------ DATASET EXTRACT
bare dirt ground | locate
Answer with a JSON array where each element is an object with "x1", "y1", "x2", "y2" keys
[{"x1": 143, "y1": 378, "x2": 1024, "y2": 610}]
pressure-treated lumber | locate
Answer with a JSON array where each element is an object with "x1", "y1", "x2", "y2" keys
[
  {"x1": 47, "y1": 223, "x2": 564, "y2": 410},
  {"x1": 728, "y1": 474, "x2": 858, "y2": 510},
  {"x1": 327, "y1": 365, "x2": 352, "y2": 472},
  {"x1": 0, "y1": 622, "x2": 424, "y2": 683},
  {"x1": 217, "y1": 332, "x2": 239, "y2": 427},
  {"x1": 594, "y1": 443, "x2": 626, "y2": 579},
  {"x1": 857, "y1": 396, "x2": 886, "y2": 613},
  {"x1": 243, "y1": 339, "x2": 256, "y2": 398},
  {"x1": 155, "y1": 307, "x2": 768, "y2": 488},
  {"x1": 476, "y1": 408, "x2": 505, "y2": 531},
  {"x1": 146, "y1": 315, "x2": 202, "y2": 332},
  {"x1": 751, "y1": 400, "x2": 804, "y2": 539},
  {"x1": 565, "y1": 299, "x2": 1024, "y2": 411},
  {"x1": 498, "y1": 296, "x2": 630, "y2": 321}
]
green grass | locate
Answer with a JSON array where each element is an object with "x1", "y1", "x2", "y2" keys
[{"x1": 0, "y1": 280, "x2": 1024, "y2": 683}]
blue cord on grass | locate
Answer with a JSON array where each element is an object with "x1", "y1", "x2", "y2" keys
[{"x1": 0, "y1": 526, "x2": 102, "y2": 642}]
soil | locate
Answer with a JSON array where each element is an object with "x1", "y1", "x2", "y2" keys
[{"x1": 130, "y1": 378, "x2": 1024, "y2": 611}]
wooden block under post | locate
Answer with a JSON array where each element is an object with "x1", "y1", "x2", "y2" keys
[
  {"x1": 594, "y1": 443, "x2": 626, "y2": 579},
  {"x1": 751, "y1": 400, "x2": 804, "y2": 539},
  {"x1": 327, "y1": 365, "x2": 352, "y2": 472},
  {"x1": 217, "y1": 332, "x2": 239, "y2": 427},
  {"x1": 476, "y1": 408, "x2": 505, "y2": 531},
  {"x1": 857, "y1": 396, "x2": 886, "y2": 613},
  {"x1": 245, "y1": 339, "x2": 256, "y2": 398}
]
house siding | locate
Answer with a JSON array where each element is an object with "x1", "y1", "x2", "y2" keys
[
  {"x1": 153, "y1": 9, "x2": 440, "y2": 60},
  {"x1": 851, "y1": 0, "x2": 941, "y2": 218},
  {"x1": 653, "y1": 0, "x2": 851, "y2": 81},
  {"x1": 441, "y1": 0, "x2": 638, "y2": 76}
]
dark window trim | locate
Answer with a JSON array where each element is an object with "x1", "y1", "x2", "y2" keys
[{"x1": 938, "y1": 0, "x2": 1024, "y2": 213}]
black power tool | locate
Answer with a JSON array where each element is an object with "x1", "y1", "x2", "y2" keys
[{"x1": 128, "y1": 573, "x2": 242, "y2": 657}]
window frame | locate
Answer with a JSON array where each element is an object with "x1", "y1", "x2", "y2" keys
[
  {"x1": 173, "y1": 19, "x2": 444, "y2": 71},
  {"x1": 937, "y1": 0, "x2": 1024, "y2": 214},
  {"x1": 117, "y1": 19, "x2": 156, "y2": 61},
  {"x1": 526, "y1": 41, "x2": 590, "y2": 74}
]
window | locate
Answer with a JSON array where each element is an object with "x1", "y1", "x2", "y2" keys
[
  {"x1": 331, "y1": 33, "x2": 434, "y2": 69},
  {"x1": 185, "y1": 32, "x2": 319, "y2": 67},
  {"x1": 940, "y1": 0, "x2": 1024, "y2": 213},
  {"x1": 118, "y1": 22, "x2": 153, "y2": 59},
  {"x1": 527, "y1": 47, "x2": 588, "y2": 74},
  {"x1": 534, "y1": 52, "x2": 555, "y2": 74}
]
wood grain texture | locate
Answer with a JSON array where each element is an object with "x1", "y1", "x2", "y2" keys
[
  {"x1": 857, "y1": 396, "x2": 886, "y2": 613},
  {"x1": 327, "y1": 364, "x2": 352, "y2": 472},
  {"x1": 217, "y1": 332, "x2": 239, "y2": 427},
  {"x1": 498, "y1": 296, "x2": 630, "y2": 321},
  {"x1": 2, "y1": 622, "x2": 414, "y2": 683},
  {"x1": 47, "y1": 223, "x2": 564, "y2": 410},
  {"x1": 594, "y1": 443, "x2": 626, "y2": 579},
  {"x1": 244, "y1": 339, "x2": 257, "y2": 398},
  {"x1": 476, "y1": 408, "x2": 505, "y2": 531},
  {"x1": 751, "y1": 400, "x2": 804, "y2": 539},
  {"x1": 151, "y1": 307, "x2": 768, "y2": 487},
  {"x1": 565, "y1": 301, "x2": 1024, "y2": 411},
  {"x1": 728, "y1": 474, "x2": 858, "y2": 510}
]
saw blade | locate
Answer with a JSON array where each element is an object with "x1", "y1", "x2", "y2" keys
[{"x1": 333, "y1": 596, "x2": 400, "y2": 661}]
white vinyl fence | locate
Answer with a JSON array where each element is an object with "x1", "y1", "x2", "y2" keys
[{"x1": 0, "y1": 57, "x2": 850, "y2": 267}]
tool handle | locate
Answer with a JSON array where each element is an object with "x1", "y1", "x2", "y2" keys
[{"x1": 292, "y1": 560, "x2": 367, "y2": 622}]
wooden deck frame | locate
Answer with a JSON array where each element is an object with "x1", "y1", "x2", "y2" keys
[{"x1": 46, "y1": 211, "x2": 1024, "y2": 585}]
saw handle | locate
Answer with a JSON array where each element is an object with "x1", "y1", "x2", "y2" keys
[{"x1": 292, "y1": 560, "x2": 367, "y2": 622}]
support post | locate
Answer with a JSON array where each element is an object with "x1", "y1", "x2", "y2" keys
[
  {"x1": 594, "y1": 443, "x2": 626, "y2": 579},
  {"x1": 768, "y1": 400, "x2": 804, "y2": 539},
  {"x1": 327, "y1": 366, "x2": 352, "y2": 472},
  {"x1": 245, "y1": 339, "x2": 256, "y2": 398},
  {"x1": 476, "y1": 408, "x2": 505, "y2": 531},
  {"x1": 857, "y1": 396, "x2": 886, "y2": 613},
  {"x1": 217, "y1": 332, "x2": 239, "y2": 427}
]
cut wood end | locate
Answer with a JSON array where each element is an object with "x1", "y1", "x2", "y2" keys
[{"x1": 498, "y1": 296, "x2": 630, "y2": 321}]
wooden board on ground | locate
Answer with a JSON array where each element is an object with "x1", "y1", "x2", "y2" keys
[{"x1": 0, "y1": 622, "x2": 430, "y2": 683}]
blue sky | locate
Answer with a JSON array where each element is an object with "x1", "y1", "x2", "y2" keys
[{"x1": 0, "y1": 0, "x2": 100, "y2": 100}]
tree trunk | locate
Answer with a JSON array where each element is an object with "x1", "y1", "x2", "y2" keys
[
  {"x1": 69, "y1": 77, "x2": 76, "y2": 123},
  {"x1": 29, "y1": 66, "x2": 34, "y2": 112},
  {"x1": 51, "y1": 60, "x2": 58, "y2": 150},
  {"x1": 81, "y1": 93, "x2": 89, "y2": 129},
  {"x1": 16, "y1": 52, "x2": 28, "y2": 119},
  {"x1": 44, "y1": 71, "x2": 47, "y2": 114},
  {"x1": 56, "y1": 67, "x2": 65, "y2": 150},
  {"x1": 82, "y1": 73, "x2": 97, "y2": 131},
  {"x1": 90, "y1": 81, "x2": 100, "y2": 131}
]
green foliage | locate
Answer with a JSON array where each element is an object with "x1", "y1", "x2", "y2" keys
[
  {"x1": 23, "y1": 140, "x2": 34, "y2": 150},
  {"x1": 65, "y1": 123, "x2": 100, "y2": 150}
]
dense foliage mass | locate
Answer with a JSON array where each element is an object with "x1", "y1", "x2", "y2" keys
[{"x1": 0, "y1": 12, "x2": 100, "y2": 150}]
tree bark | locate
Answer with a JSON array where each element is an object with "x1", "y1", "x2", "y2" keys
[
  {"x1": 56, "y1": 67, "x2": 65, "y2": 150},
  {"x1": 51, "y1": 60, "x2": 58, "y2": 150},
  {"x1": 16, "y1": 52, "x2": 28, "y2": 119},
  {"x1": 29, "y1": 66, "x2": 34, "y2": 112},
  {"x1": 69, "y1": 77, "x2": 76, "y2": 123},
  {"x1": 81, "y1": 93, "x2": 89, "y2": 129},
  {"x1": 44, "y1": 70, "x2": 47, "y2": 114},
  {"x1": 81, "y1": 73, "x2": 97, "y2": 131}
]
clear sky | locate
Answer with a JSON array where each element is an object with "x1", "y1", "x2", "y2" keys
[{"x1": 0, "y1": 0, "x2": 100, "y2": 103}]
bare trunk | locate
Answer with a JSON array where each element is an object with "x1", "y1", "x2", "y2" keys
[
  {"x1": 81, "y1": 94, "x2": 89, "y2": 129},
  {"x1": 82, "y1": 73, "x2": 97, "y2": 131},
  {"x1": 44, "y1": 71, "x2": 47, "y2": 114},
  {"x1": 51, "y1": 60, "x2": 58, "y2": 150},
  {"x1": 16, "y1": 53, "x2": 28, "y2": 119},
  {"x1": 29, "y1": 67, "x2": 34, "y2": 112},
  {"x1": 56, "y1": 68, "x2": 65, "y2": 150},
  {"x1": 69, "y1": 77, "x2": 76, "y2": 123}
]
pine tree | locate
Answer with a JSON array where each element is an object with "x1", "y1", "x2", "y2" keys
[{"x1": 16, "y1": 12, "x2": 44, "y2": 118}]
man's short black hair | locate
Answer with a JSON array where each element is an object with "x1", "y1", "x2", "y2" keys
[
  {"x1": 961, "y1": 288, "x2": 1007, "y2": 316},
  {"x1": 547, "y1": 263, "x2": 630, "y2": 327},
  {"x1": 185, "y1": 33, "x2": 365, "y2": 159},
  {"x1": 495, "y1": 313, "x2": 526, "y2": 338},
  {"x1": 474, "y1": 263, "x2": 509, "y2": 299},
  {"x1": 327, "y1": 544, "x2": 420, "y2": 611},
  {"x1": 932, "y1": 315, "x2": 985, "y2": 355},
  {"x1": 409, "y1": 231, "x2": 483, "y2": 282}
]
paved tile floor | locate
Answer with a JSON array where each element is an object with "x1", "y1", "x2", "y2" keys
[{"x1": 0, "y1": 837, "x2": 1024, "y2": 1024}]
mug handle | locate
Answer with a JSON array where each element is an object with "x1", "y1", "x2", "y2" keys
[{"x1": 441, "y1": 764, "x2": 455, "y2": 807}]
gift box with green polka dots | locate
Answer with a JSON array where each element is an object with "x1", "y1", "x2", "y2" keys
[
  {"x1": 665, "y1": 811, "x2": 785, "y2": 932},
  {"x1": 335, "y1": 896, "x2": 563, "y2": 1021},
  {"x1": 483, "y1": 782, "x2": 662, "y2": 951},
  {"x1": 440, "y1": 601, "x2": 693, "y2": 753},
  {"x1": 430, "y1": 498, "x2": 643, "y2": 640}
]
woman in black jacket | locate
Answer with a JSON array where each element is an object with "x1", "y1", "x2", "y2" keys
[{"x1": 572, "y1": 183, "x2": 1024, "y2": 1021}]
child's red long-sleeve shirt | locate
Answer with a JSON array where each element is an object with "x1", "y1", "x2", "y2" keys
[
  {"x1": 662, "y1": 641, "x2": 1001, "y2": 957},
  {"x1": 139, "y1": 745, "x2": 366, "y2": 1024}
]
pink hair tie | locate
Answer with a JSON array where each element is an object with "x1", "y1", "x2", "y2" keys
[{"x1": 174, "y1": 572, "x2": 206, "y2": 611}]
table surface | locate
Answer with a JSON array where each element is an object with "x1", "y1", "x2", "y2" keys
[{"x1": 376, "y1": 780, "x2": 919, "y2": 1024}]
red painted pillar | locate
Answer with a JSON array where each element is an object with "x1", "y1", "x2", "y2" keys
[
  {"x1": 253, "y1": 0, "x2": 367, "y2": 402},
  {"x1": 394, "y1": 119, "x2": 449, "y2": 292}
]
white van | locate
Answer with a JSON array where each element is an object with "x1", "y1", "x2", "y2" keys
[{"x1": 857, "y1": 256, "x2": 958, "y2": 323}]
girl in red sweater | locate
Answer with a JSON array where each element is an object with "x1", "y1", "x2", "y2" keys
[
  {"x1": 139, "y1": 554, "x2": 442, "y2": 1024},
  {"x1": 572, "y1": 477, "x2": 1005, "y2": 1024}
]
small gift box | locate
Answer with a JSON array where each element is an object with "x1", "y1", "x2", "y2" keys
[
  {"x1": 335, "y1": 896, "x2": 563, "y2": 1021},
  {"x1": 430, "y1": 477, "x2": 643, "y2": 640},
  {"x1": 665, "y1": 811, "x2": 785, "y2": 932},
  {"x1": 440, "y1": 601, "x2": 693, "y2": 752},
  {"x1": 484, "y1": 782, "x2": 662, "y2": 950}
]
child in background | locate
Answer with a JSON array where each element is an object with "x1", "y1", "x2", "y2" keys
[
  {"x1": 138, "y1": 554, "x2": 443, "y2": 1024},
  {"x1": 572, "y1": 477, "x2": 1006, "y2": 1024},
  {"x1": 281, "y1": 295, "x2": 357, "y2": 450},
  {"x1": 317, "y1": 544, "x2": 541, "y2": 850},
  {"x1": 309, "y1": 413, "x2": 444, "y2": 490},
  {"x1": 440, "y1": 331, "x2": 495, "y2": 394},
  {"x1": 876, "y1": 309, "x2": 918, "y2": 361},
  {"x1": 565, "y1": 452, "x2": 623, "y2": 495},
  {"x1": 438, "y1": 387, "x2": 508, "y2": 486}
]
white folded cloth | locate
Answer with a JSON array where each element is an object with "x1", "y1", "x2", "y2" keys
------------
Identify every line in the items that contains the word "hair", treating uppercase and lowercase as different, and copy each of those lines.

## SOLUTION TO THE PROBLEM
man's short black hair | locate
pink hair tie | locate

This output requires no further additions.